Database: Single YAML file vs multiple line-oriented files? #3

pfalcon · 2015-04-29T10:24:43Z

From current README:

Currently uses multiple files for "database", each storing particular type of information. Switch to a single YAML file instead?

This tickets is for discussion of this issue, opinions welcome!

pfalcon · 2015-04-29T10:45:01Z

From #1:

Regarding the question of individual files vs. a combined database in one file, I guess that individual files might be better for github?

I wouldn't say it's "better for github", it's likely better for a human reviewer of VCS changes. My idea is to integrate "save" operation with git commit, then a whole "disassembly" project can be backed by a repo containing everything one needs to continue work, so one can clone it, do some useful work, and submit to a maintainer for inclusion in centralized repo. A maintainer will of course want to review changes for sanity and making sure they're focused surely helps to do that quicker. For example, first thing one would be interested in label list - what was added, what was renamed. Then how many comments were added, then what instruction arguments were disambiguates. Easy of reviewing all that separately is why I implemented multi-file format so far.

But well, next thing after high-level review is more detailed one, and that would require cross-referencing individual items. For example, a function was renamed from "do_x" to "do_y". How so? There must be a comment for that function detailing what it really does then - with YAML, everything related to the same address would be together.

I don't know where the golden middle is. I'm afraid it may require actual experience with both (or more) ways to do it.

But any even speculative arguments are surely welcome.

pfalcon · 2015-07-20T00:31:23Z

Ok, I gave this not just good thought-over, but also some experimentation. Results? No silver bullet. As a quick fact, loading 7MB YAML with pure-Python parser (PyYAML) takes ... about forever, I lost patience after 5min. So, idea to have single YAML isn't viable. Of course, I would write fast custom parser, but that's just too big a file for not so big project. I have ambition to support 2 order of magnitude larger projects. And all this is intended to be used with git, so gigantic files isn't good idea.

So, at the very least, it should be older .aspace file for byte flags, and then everything else in .yaml. With such setup (and with enough abbreviation inside), YAML is ~700K. 2 order of magnitude would be 70M, but .aspace is about the same, so that's as good as it gets without going route of binary database.

WRITTEN TASKS
**1)** In the discussion thread, how long did the author wait for PyYAML to load the 7MB YAML file before losing patience?
**2)** Change "silver bullet" to "magic fix" in the stretch of the discussion thread from "Ok, I gave this" through "of binary database.", and give that stretch again.

[Rows from a pointing dataset]
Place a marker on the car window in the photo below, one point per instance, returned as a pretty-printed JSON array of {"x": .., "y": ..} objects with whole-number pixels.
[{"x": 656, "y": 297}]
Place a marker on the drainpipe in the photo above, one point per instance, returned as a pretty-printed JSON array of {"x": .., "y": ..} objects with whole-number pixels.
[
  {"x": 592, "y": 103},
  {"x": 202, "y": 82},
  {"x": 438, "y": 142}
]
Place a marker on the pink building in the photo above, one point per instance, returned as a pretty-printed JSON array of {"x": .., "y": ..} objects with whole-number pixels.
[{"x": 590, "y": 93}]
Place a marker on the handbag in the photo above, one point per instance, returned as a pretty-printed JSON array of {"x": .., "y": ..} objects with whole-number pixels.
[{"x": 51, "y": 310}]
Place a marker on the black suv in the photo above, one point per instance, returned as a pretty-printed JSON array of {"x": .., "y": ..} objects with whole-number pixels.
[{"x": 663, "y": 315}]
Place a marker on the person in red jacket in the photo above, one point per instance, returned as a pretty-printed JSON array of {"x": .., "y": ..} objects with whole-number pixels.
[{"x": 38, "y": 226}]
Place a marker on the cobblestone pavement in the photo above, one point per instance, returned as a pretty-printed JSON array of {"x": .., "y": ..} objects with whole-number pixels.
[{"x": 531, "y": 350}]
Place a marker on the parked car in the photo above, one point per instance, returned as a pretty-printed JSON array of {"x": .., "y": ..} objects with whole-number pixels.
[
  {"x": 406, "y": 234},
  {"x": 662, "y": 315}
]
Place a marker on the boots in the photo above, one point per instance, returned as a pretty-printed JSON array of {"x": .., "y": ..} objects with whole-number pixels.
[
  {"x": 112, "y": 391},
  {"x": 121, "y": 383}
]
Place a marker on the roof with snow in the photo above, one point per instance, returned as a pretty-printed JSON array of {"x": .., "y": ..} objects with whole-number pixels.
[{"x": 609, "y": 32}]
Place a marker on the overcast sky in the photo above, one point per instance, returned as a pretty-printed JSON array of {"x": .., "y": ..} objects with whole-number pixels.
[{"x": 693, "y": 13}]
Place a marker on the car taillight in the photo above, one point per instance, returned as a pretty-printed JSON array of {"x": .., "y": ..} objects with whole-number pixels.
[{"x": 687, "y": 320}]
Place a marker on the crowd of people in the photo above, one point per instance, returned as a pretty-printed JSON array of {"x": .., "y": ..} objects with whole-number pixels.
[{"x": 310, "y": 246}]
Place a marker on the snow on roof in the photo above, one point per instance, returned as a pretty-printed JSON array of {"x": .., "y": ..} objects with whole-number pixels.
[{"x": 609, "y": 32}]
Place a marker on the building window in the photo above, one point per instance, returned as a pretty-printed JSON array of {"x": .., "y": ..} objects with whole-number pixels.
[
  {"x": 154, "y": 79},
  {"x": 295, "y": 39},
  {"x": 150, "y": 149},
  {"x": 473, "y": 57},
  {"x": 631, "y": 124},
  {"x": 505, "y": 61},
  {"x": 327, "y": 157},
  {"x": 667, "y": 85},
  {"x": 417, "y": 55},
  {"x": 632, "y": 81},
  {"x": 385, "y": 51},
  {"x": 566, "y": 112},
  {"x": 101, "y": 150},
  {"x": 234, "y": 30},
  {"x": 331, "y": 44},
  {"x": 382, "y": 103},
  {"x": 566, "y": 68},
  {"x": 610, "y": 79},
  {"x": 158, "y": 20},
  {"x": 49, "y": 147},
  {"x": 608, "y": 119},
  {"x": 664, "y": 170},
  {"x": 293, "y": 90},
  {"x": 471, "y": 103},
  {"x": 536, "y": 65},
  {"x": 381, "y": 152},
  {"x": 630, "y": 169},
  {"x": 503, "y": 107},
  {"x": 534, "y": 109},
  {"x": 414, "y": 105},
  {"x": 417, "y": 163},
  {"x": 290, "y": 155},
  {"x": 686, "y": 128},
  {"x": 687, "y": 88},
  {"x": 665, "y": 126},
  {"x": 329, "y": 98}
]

RESPONSES BY TASK
**1)** 5 minutes

**2)**
Ok, I gave this not just good thought-over, but also some experimentation. Results? No magic fix. As a quick fact, loading 7MB YAML with pure-Python parser (PyYAML) takes ... about forever, I lost patience after 5min. So, idea to have single YAML isn't viable. Of course, I would write fast custom parser, but that's just too big a file for not so big project. I have ambition to support 2 order of magnitude larger projects. And all this is intended to be used with git, so gigantic files isn't good idea.

So, at the very least, it should be older .aspace file for byte flags, and then everything else in .yaml. With such setup (and with enough abbreviation inside), YAML is ~700K. 2 order of magnitude would be 70M, but .aspace is about the same, so that's as good as it gets without going route of binary database.